Travail demandé: Poursuivez le texte consacré au bilan économique du « Grand confinement » au Luxembourg, en reprenant après sa dernière phrase.

Extrait de page:
Par Muriel Bouchet et Michel-Edouard Ruben
Alors que 2020 touche à sa fin, il est possible de faire un rapide bilan (économique) du « Grand confinement » qui a vu des entreprises cesser/réduire leurs activités pour raison impérieuse de distanciation physique et de lutte contre la propagation du coronavirus. Puisque les pas très bonnes (voire carrément mauvaises) nouvelles ne manquent pas, il est bon de s’étonner, dans cette année de malheur, que le PIB et le marché du travail du Luxembourg aient relativement bien résisté.
Alors que les chiffres du deuxième trimestre mettaient déjà en évidence la relative bonne résistance de l’économie luxembourgeoise, les estimations du STATEC portant sur le PIB au 3ème trimestre, qui ont été publiées ce 14 décembre, renforcent encore ce constat. Au cours des 9 premiers mois de 2020, période pour laquelle des données « officielles » (certes susceptibles d’être révisées) sont désormais connues, le PIB luxembourgeois en volume aurait diminué de « seulement » 2% par rapport à la même période de l’année 2019. Selon Eurostat, le recul mesuré pour la même période s’est établi à 5,8% en Allemagne, à 6,8% en Belgique et à 9,5% en France.

Les données:
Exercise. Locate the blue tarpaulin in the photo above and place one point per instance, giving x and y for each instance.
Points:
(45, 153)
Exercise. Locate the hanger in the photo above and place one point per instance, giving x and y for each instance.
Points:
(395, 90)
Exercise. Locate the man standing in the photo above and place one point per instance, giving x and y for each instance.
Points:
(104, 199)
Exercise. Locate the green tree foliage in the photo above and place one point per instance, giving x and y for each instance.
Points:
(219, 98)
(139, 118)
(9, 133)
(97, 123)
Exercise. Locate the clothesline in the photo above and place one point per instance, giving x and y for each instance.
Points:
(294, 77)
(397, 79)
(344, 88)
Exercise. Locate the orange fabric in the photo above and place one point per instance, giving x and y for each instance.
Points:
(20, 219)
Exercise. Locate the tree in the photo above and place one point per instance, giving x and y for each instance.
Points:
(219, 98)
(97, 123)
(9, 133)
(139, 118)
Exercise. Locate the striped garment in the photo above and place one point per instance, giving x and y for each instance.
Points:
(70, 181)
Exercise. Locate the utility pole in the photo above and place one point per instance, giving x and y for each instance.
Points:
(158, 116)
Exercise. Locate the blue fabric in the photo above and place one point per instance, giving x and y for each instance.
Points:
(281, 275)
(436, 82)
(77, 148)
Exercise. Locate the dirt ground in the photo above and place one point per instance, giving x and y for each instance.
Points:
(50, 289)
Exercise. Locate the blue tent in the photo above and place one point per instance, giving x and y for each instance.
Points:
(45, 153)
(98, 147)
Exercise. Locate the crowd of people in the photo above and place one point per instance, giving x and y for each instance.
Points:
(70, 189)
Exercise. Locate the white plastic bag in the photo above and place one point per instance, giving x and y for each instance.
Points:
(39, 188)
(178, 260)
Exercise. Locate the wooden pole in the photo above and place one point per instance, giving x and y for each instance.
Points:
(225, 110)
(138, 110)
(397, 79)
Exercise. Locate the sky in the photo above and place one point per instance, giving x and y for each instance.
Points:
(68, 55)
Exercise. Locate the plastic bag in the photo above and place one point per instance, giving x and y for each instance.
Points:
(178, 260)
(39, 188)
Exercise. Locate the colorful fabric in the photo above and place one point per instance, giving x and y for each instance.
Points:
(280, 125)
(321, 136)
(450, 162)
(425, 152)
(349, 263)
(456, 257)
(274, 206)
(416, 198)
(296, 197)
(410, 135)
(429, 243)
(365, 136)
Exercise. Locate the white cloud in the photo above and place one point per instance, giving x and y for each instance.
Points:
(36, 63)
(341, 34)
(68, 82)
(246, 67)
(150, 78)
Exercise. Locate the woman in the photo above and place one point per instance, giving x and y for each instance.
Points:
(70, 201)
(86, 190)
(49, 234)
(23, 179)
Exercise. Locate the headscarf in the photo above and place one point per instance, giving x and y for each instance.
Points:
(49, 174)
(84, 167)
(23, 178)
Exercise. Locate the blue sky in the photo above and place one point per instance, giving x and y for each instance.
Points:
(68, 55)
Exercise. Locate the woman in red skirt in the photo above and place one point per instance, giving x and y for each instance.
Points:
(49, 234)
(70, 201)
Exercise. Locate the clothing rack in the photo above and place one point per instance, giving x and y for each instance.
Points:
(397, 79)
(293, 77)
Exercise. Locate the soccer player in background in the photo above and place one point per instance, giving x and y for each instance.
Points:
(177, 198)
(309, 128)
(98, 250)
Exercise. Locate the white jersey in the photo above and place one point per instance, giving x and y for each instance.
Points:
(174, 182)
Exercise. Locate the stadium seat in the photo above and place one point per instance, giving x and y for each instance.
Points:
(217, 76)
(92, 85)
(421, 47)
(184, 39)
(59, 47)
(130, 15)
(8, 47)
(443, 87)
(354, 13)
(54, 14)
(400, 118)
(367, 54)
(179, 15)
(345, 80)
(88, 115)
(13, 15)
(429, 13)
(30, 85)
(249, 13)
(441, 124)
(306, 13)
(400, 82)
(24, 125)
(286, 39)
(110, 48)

Réponse rédigée:
Le regain de l’épidémie au 4ème trimestre aura-t-il raison de cette résilience en 2020? Probablement pas. La BNB et l’Ifo Institute ont tous deux estimé le déclin du PIB réel (en Belgique et en Allemagne) à 1% environ au 4ème trimestre de 2020 par rapport aux trois mois précédents. Si un recul trimestriel du PIB similaire était observé au Grand-Duché, l’« annus horribilis » 2020 se solderait in fine par une récession de 1,7%. Un résultat « objectivement mauvais », mais « bizarrement » pas tant que cela puisqu’en 2009 le PIB du Luxembourg avait reculé de 4,4%.
Le marché du travail grand-ducal est également emblématique de cette relative bonne résistance. Au 3ème trimestre de 2020, l’économie du Luxembourg comptait ainsi 9.000 emplois de plus qu’au 3ème trimestre 2019 (+2%), contre -4 millions au sein de l’UE (-2%), -18.000 en Belgique (-0,4%), -654.000 en Allemagne (-1,4%), -754.000 en France (-2,6%). Il est à signaler que 74% des 9.000 emplois supplémentaires qui ont été créés au Luxembourg l’ont été dans les secteurs de la construction (+1.800), de l’administration publique (+1.600), de l’éducation (+1.200), et de la santé et action sociale (+2.100) qui pèsent 32% de l’emploi total. D’un côté (cas des emplois dans la construction), cela est « encourageant » puisque la demande en logements reste forte et que le manque de main-d’œuvre est traditionnellement la principale raison avancée par les entreprises du secteur comme contrainte pour le développement de leurs activités. De l’autre (cas des emplois dans les secteurs principalement non-marchands), il est permis d’y voir la traduction concrète de ce que l’économie luxembourgeoise a été dans une situation de « socialisme pandémique » durant l’année 2020.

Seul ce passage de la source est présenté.